- TASK TO CARRY OUT: Make an exact copy of every entry, leaving the pictures out.

===============

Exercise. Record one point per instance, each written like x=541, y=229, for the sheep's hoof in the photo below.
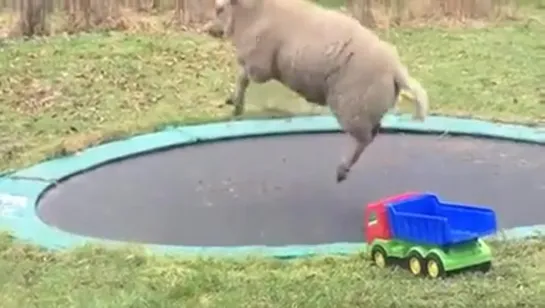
x=342, y=173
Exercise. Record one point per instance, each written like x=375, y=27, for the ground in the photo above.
x=62, y=94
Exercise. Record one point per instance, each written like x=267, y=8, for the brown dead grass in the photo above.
x=141, y=16
x=446, y=13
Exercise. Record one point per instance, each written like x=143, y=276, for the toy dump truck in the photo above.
x=432, y=238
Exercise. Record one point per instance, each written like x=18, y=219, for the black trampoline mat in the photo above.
x=281, y=190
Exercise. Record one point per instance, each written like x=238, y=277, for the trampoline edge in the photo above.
x=20, y=191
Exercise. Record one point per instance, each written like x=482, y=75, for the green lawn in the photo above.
x=61, y=94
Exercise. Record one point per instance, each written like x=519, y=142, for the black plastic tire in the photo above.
x=416, y=257
x=377, y=250
x=434, y=266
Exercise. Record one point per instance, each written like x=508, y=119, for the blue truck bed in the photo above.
x=424, y=219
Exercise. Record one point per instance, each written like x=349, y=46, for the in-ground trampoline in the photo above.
x=270, y=184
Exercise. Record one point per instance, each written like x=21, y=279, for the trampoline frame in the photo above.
x=21, y=190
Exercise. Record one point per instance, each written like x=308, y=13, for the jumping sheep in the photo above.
x=325, y=56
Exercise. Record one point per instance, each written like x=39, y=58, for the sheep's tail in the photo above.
x=419, y=94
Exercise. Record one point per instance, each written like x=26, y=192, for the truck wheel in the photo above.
x=485, y=267
x=434, y=266
x=379, y=257
x=415, y=263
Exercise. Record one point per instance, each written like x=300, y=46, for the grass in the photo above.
x=62, y=94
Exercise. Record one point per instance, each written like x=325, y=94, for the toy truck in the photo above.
x=431, y=238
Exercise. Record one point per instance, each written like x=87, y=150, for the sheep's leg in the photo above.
x=362, y=137
x=237, y=98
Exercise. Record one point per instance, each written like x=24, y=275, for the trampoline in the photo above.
x=269, y=185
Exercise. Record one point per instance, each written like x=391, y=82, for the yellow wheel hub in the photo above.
x=414, y=266
x=379, y=259
x=433, y=269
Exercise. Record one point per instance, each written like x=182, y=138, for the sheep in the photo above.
x=325, y=56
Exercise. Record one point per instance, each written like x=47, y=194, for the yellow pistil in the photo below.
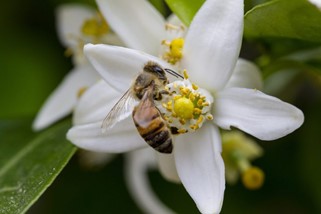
x=253, y=178
x=175, y=50
x=95, y=26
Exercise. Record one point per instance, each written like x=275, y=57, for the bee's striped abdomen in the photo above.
x=152, y=128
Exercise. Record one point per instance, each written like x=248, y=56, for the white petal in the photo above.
x=123, y=137
x=61, y=102
x=256, y=113
x=201, y=168
x=167, y=167
x=70, y=18
x=213, y=43
x=117, y=65
x=246, y=75
x=136, y=22
x=137, y=164
x=95, y=104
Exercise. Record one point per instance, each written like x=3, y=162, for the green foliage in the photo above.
x=185, y=9
x=29, y=165
x=296, y=19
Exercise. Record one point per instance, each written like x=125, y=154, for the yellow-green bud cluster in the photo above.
x=174, y=51
x=186, y=107
x=238, y=152
x=95, y=26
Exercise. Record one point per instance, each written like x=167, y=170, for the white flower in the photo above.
x=210, y=54
x=76, y=25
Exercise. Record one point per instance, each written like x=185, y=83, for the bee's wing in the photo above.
x=121, y=110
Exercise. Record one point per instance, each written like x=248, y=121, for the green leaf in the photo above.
x=185, y=9
x=28, y=167
x=296, y=19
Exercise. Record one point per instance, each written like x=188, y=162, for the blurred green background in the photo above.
x=32, y=64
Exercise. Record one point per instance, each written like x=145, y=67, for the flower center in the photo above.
x=186, y=107
x=174, y=52
x=95, y=27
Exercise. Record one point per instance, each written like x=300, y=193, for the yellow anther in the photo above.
x=205, y=104
x=191, y=96
x=199, y=120
x=177, y=43
x=253, y=178
x=185, y=74
x=184, y=108
x=195, y=87
x=169, y=26
x=194, y=127
x=209, y=117
x=182, y=121
x=165, y=42
x=200, y=103
x=81, y=91
x=197, y=111
x=177, y=97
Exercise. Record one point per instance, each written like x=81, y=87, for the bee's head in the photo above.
x=155, y=69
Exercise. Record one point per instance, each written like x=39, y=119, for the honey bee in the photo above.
x=147, y=87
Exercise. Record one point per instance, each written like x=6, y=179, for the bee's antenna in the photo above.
x=173, y=73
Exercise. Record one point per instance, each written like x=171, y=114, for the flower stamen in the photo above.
x=186, y=106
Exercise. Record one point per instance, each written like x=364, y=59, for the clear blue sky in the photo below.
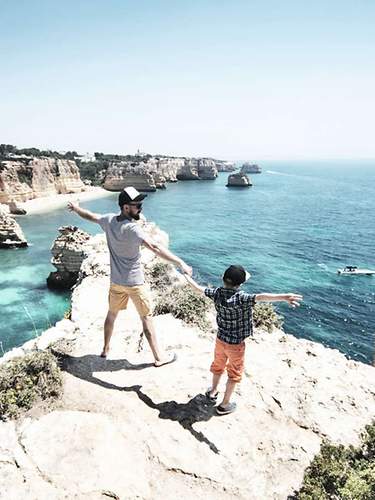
x=232, y=79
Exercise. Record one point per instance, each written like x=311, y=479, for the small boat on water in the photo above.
x=350, y=270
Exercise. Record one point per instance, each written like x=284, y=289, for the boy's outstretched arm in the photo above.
x=194, y=284
x=85, y=214
x=293, y=299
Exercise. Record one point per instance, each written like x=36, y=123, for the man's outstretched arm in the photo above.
x=165, y=254
x=85, y=214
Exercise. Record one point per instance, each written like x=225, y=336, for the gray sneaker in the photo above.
x=225, y=410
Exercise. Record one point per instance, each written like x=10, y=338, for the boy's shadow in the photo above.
x=198, y=409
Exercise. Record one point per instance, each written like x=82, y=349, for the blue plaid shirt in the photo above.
x=234, y=313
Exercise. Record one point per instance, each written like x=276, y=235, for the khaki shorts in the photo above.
x=119, y=295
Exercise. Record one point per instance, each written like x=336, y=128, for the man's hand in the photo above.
x=186, y=269
x=72, y=207
x=293, y=299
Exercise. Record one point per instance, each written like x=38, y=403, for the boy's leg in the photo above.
x=217, y=366
x=231, y=384
x=215, y=383
x=236, y=356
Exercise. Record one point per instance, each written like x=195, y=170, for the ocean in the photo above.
x=292, y=230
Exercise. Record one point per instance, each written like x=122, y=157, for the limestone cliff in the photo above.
x=158, y=433
x=11, y=235
x=125, y=174
x=155, y=172
x=188, y=171
x=29, y=178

===============

- OUTPUT FOR THIS TASK:
Exercise. Record one point per instance, each written like x=541, y=229, for the sheep's hoof in the photo below.
x=342, y=173
Exercise. Record one point per instance, each written like x=375, y=27, for the ground in the photo above.
x=62, y=94
Exercise. Record one point per instance, each written like x=267, y=8, for the brown dead grass in the photo above.
x=141, y=16
x=446, y=13
Exercise. Record one point per instance, each written like x=143, y=276, for the toy dump truck in the photo above.
x=432, y=238
Exercise. Record one point per instance, each written like x=18, y=219, for the black trampoline mat in the photo above.
x=281, y=190
Exercise. Record one point per instance, each written like x=238, y=277, for the trampoline edge in the photo above.
x=20, y=191
Exercise. Record one point per instance, each written like x=482, y=75, for the green lawn in the photo above.
x=61, y=94
Exercise. Record one point per instance, each written like x=519, y=142, for the black plastic tire in the photo above.
x=416, y=257
x=377, y=250
x=434, y=266
Exercise. Record one point per instance, each written like x=508, y=119, for the blue truck bed in the photo above.
x=424, y=219
Exercise. Record one point per instance, each written like x=349, y=46, for the in-ground trampoline in the photo above.
x=270, y=184
Exercise. Record one point per instance, each written like x=21, y=279, for the trampoline frame in the photo above.
x=21, y=190
Exercise. Record one point per instance, each written like x=308, y=13, for the jumping sheep in the photo above.
x=325, y=56
Exercise. Record one point per instance, each written like x=39, y=58, for the sheep's tail in the photo above.
x=419, y=94
Exercise. Record one point per instance, each written like x=26, y=192, for the truck wheel in the photo above.
x=485, y=267
x=434, y=266
x=379, y=257
x=415, y=263
Exercise. Record one point per instance, each written like x=300, y=46, for the grass in the photo above.
x=62, y=94
Exercise. Record one point per instance, each written like x=325, y=94, for the toy truck in the photo above.
x=431, y=238
Exercise. Record one point per instance, each written like x=87, y=150, for the sheep's leg in the photo above.
x=362, y=137
x=237, y=98
Exercise. Record one point per instance, each written like x=24, y=275, for the trampoline in the photo above.
x=269, y=185
Exercise. Record one point per instance, each written like x=391, y=82, for the yellow wheel hub in the photo above.
x=414, y=266
x=379, y=259
x=433, y=269
Exercise. Record one point per instance, each written like x=182, y=138, for the sheep in the photo above.
x=325, y=56
Exercise. Record one point per instance, each written like x=47, y=194, for the yellow pistil in the photo below.
x=253, y=178
x=175, y=50
x=95, y=26
Exercise. Record one point per instance, each written like x=275, y=57, for the bee's striped abdomen in the photo above.
x=152, y=128
Exercise. Record one point per instance, each written like x=248, y=56, for the white petal in the photo above.
x=123, y=137
x=61, y=102
x=256, y=113
x=201, y=168
x=167, y=167
x=70, y=18
x=213, y=43
x=117, y=65
x=246, y=75
x=136, y=22
x=137, y=164
x=95, y=104
Exercise. Record one point per instance, each written like x=3, y=162, for the green foliage in the photo above.
x=185, y=9
x=29, y=165
x=296, y=19
Exercise. Record one point per instance, each written like x=125, y=154, for the yellow-green bud cluster in the photo above.
x=174, y=51
x=186, y=107
x=238, y=152
x=95, y=26
Exercise. Record one point per instance, each written like x=167, y=170, for the white flower in the photo above.
x=210, y=54
x=76, y=25
Exercise. Record one point per instance, each written like x=185, y=83, for the bee's wing in the photo above.
x=121, y=110
Exercise. Record one point per instance, each written like x=248, y=121, for the green leaf in the photo above.
x=185, y=9
x=28, y=167
x=296, y=19
Exercise. Record one point per instance, each written like x=188, y=162, for the blurred green background in the photo above.
x=32, y=64
Exercise. Record one point per instance, each written like x=145, y=67, for the flower center in the photo above.
x=186, y=107
x=174, y=52
x=95, y=27
Exercise. Record one point per instance, each written like x=300, y=193, for the yellow anther in the photo above.
x=205, y=104
x=191, y=96
x=199, y=120
x=177, y=43
x=253, y=178
x=185, y=74
x=184, y=108
x=195, y=87
x=169, y=26
x=194, y=127
x=209, y=117
x=182, y=121
x=165, y=42
x=200, y=103
x=81, y=91
x=197, y=111
x=177, y=97
Exercise. Record one point per instance, each written like x=81, y=87, for the bee's head in the photo above.
x=155, y=69
Exercise. Record one point per instance, each written like x=39, y=119, for the honey bee in the photo above.
x=147, y=87
Exercise. Record one point per instance, each written like x=6, y=179, for the bee's antenna in the photo above.
x=173, y=73
Exercise. Record one point per instance, each written like x=171, y=114, for the flower stamen in the photo above.
x=186, y=106
Exercise. Record one point per instance, each written like x=364, y=59, for the clear blue sky in the photo below.
x=232, y=79
Exercise. Record one point per instance, each written like x=311, y=479, for the small boat on water in the photo above.
x=350, y=270
Exercise. Record one point per instance, each written like x=284, y=289, for the boy's outstretched arm in the photo above.
x=194, y=284
x=85, y=214
x=293, y=299
Exercise. Record one point per instance, each written like x=36, y=123, for the man's outstretched arm in the photo above.
x=165, y=254
x=85, y=214
Exercise. Record one point per instance, each written like x=225, y=336, for the gray sneaker in the photo above.
x=225, y=410
Exercise. Record one point per instance, each written like x=10, y=338, for the boy's shadow in the photo above.
x=198, y=409
Exercise. Record one point per instance, each written like x=82, y=349, for the blue plaid shirt in the photo above.
x=234, y=313
Exercise. Record one point per instance, each written like x=276, y=235, for the khaki shorts in the photo above.
x=119, y=295
Exercise. Record one point per instance, each written like x=336, y=128, for the man's hand in the photo above.
x=186, y=269
x=72, y=207
x=293, y=299
Exercise. Record one point per instance, each written like x=38, y=403, for the boy's leg in the photo above.
x=217, y=366
x=231, y=384
x=215, y=383
x=236, y=356
Exercise. Record one point per instance, each written like x=195, y=170, for the ocean in the photo above.
x=292, y=230
Exercise. Record one point per instance, each written like x=122, y=157, for the limestone cliff in the photo above.
x=158, y=433
x=11, y=235
x=125, y=174
x=155, y=172
x=188, y=171
x=29, y=178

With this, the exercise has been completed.